Données
———

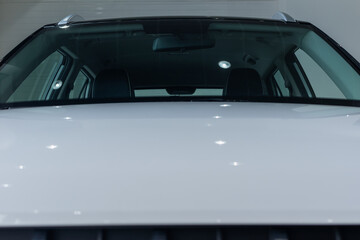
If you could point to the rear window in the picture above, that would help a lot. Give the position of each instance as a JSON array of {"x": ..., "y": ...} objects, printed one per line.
[{"x": 177, "y": 59}]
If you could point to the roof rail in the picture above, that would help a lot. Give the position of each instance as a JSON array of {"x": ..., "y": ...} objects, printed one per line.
[
  {"x": 70, "y": 19},
  {"x": 283, "y": 17}
]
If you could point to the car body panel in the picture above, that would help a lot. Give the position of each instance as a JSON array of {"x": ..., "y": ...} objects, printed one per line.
[{"x": 179, "y": 163}]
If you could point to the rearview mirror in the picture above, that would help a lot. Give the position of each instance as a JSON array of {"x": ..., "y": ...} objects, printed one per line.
[{"x": 174, "y": 43}]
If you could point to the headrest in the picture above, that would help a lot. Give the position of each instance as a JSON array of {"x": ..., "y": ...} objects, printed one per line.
[
  {"x": 112, "y": 83},
  {"x": 244, "y": 82}
]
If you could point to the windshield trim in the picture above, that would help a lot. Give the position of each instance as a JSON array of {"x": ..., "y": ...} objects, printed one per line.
[{"x": 289, "y": 100}]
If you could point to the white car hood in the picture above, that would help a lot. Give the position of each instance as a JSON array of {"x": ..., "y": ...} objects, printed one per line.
[{"x": 179, "y": 163}]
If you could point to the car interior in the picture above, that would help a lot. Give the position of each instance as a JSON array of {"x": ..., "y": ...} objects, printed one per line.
[{"x": 194, "y": 58}]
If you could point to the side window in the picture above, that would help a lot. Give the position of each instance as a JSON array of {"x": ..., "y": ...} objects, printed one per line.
[
  {"x": 322, "y": 85},
  {"x": 40, "y": 81},
  {"x": 81, "y": 87},
  {"x": 279, "y": 85}
]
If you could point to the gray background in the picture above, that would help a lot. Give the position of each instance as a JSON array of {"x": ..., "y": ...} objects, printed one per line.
[{"x": 19, "y": 18}]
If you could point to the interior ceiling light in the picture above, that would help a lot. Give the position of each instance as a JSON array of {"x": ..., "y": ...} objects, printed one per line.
[{"x": 224, "y": 64}]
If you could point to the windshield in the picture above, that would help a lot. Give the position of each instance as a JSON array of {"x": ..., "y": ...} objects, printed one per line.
[{"x": 177, "y": 60}]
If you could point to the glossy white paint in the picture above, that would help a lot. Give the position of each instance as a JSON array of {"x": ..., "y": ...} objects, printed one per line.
[{"x": 179, "y": 163}]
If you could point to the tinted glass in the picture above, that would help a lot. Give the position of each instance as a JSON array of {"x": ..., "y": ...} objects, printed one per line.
[{"x": 177, "y": 59}]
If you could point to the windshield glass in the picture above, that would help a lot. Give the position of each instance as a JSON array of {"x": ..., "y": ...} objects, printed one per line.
[{"x": 177, "y": 60}]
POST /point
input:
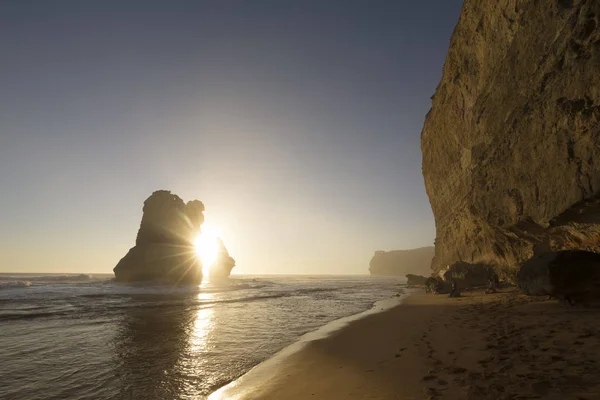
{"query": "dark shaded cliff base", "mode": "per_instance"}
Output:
(499, 346)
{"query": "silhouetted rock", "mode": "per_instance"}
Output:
(164, 249)
(224, 263)
(436, 285)
(415, 280)
(573, 276)
(511, 146)
(454, 290)
(402, 262)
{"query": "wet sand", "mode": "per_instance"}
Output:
(499, 346)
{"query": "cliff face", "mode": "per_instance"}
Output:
(511, 145)
(402, 262)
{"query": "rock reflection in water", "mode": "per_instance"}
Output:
(160, 345)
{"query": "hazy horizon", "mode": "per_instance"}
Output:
(297, 125)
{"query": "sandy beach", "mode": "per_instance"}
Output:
(499, 346)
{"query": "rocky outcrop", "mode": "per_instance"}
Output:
(224, 263)
(468, 276)
(164, 249)
(572, 276)
(511, 145)
(402, 262)
(415, 280)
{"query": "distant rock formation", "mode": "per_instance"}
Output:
(224, 263)
(415, 280)
(402, 262)
(468, 276)
(511, 145)
(164, 248)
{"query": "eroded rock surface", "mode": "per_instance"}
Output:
(511, 146)
(572, 276)
(415, 280)
(164, 249)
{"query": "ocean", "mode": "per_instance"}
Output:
(87, 337)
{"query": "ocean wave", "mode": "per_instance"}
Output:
(48, 278)
(14, 284)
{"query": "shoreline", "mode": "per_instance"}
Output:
(260, 374)
(499, 346)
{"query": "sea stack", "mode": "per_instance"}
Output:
(224, 263)
(164, 249)
(511, 145)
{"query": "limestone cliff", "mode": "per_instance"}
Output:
(402, 262)
(164, 249)
(511, 145)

———

CONSIGNE
Relevez chaque ligne de la liste ci-dessus qui contient le mot « cliff », puis recopiez-la telle quelle.

RÉSULTAT
{"query": "dark shaded cliff base", "mode": "per_instance"}
{"query": "cliff face", "mode": "per_instance"}
{"query": "limestone cliff", "mode": "per_instance"}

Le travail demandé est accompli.